-- START --
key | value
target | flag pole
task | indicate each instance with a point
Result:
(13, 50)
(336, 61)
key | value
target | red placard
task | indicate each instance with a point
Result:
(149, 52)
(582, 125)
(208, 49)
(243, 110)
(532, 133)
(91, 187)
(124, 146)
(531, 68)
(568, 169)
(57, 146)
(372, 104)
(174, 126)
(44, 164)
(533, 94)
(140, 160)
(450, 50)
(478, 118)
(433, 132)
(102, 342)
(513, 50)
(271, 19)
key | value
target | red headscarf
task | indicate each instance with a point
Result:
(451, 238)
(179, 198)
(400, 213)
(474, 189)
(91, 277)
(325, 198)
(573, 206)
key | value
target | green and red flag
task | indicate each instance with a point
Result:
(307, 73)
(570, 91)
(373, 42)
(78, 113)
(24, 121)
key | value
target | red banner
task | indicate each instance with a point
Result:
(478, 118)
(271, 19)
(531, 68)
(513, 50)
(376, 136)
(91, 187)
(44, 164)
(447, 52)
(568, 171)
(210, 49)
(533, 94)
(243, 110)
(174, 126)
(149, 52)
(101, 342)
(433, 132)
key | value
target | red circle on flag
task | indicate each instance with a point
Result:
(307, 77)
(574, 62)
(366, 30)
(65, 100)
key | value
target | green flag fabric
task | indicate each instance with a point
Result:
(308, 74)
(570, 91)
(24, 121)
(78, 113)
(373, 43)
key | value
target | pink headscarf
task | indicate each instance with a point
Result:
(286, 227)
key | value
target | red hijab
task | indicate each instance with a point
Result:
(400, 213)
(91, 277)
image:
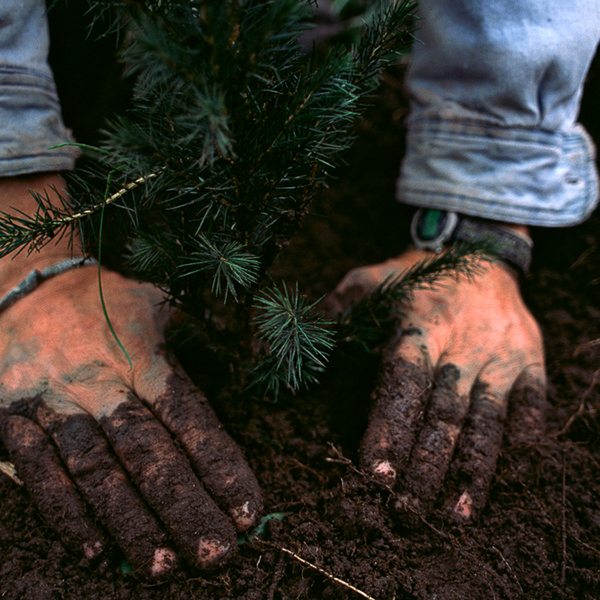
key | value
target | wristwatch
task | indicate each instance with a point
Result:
(433, 229)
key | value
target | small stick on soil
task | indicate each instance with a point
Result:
(9, 470)
(563, 572)
(320, 570)
(510, 569)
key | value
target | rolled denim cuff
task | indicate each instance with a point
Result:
(31, 124)
(530, 177)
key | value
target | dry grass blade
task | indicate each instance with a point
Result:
(9, 470)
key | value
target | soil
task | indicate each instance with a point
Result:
(332, 533)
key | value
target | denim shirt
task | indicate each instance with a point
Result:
(495, 89)
(30, 116)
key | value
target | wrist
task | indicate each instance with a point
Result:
(434, 229)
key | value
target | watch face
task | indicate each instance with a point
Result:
(431, 224)
(432, 228)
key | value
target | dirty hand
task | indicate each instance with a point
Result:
(467, 359)
(139, 449)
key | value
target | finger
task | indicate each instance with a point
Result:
(473, 467)
(39, 466)
(166, 480)
(527, 407)
(102, 481)
(399, 401)
(217, 459)
(437, 439)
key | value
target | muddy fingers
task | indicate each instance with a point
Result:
(472, 469)
(163, 475)
(436, 441)
(216, 458)
(107, 488)
(49, 484)
(399, 402)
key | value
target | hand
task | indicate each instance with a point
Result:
(466, 352)
(139, 449)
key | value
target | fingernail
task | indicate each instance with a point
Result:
(464, 505)
(164, 560)
(211, 552)
(91, 550)
(385, 471)
(243, 516)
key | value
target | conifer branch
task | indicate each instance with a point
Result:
(299, 339)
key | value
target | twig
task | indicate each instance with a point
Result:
(89, 211)
(9, 470)
(320, 570)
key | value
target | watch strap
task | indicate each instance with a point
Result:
(432, 229)
(509, 246)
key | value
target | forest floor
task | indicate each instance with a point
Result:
(333, 535)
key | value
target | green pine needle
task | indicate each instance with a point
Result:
(299, 338)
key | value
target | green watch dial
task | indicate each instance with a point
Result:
(431, 224)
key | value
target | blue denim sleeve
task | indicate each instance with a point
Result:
(30, 117)
(495, 91)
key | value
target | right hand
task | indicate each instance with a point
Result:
(141, 451)
(464, 350)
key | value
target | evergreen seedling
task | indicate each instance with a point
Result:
(232, 128)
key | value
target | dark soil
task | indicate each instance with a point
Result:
-- END --
**Exercise instructions**: Your task is to copy the entries in full and exactly, without any images.

**Reply**:
key | value
target | flag pole
task | indicate each instance with a point
Result:
(13, 50)
(336, 61)
key | value
target | red placard
task | indicate each instance with a point
Result:
(149, 52)
(582, 125)
(208, 49)
(243, 110)
(532, 133)
(91, 187)
(124, 146)
(531, 68)
(568, 169)
(57, 146)
(372, 104)
(174, 126)
(44, 164)
(533, 94)
(140, 160)
(450, 50)
(478, 118)
(433, 132)
(102, 342)
(513, 50)
(271, 19)
key | value
target | red headscarf
task | indicate each instance with a point
Result:
(451, 238)
(179, 198)
(400, 213)
(474, 189)
(91, 277)
(325, 198)
(573, 206)
key | value
target | green and red flag
task | indicate each instance with a point
Result:
(307, 73)
(570, 91)
(373, 42)
(78, 113)
(24, 121)
key | value
target | red banner
task | indicate each instance with a point
Result:
(478, 118)
(271, 19)
(531, 68)
(513, 50)
(376, 136)
(91, 187)
(44, 164)
(447, 52)
(568, 171)
(210, 49)
(533, 94)
(243, 110)
(174, 126)
(149, 52)
(101, 342)
(433, 132)
key | value
target | red circle on flag
task | indicate each instance with a point
Result:
(307, 77)
(574, 62)
(366, 30)
(65, 100)
key | value
target | green flag fabric
task | indicate each instance with a point
Result:
(308, 74)
(570, 91)
(24, 121)
(78, 113)
(373, 43)
key | value
target | pink headscarf
task | indicate each instance with a point
Result:
(286, 227)
key | value
target | red hijab
task | indicate each instance with a point
Result:
(400, 213)
(91, 277)
image:
key | value
target | wristwatch
task | indicate each instance with a point
Result:
(433, 229)
key | value
target | small stick on soil
task | indicate each instance with a point
Result:
(9, 470)
(563, 572)
(320, 570)
(510, 569)
key | value
target | rolled denim cuff
task | indicate each instance with a point
Result:
(31, 124)
(530, 177)
key | value
target | dry grass blade
task | indicate each instance with a point
Result:
(9, 470)
key | value
target | soil
task | indicate each instance with a point
Result:
(332, 533)
key | value
target | denim shirt
task | indicate each instance with a point
Result:
(495, 89)
(30, 116)
key | value
target | wrist
task | indicate each instance with a point
Result:
(434, 229)
key | value
target | watch face
task | indicate each instance with a point
Result:
(431, 224)
(432, 228)
key | value
target | dirty hand
task | indicate each instance with a point
Result:
(467, 359)
(139, 449)
key | value
target | finger
task | indicate each instance with a point
Result:
(473, 467)
(39, 466)
(166, 480)
(527, 407)
(102, 481)
(399, 401)
(217, 459)
(437, 439)
key | value
target | muddy fingers
task | indicate each instance with a point
Result:
(472, 469)
(163, 475)
(436, 441)
(216, 458)
(107, 488)
(49, 484)
(399, 402)
key | value
target | hand
task | indicate each instance with a point
Result:
(466, 352)
(139, 449)
key | value
target | fingernail
task | indicate each instance with a point
Result:
(464, 505)
(164, 560)
(211, 552)
(91, 550)
(385, 471)
(243, 516)
key | value
target | conifer branch
task | indicate each instance with a point
Result:
(299, 339)
key | value
target | twig
task | indicate each instance with a point
Result:
(89, 211)
(9, 470)
(320, 570)
key | value
target | watch strap
task | indicate each instance with a point
Result:
(432, 229)
(509, 246)
key | value
target | forest floor
task | indicate each instance with a point
Result:
(333, 535)
key | value
target | green pine needle
task | indicate each instance with a point
Result:
(299, 338)
key | value
target | green watch dial
task | indicate each instance with a point
Result:
(431, 224)
key | value
target | blue denim sleeve
task | indicate each instance with a point
Result:
(30, 117)
(495, 91)
key | value
target | right hand
task | indicate each instance with a point
Result:
(141, 451)
(464, 350)
key | value
target | evergreen seedling
task | indicate each instance with a point
Result:
(232, 128)
key | value
target | dark soil
task | indicate each instance with a point
Result:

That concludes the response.